== To do ==
Which lines in the data below contain the string "sand"? Report each of them in full.

(Data entries)
• • • •

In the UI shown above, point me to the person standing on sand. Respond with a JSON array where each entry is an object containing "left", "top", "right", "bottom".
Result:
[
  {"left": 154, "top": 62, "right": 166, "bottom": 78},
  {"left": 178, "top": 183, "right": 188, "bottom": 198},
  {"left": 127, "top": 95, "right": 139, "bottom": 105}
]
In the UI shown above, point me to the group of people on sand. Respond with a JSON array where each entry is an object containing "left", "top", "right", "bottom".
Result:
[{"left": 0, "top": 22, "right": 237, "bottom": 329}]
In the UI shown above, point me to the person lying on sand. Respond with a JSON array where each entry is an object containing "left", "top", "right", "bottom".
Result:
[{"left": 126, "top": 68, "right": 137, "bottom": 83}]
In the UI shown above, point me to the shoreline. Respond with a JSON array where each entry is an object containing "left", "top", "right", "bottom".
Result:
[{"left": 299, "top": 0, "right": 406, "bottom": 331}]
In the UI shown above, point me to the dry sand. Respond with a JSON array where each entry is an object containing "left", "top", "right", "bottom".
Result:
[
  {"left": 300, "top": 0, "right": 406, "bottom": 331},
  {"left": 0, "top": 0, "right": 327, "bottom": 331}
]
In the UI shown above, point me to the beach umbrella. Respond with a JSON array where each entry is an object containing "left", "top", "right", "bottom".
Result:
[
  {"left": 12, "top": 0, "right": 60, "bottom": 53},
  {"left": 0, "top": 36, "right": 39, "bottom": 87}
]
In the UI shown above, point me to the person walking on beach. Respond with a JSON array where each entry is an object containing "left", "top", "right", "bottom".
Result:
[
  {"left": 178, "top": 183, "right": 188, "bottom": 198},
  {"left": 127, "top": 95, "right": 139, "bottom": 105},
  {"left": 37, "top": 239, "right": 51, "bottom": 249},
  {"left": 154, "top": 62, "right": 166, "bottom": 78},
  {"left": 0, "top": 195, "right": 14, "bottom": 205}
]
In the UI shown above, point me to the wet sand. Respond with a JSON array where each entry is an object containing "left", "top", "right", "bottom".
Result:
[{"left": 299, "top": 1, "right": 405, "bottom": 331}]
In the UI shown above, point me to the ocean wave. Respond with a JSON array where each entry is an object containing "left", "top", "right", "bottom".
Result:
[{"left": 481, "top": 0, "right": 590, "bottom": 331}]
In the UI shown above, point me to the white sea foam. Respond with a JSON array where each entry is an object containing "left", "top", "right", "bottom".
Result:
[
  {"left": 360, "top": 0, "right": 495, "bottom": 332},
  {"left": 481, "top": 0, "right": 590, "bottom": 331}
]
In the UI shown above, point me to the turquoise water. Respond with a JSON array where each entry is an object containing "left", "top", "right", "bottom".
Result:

• • • •

== Finished answer ==
In the UI shown above, point me to the person standing on sand. Respond with a JSON array where each entry is an object containing "left", "top", "right", "bottom".
In the UI shown above, point me to the group of people on sand. Respond with a JSON array where each entry is an object containing "left", "top", "right", "bottom".
In the UI shown above, point me to the person lying on sand. Respond with a JSON array where each entry is an object containing "left", "top", "right", "bottom".
In the UI shown above, point me to the dry sand. Respond with a JSON array where each entry is an object containing "left", "top", "right", "bottom".
In the UI shown above, point me to the wet sand. Respond with a JSON array where each entry is an object containing "left", "top", "right", "bottom".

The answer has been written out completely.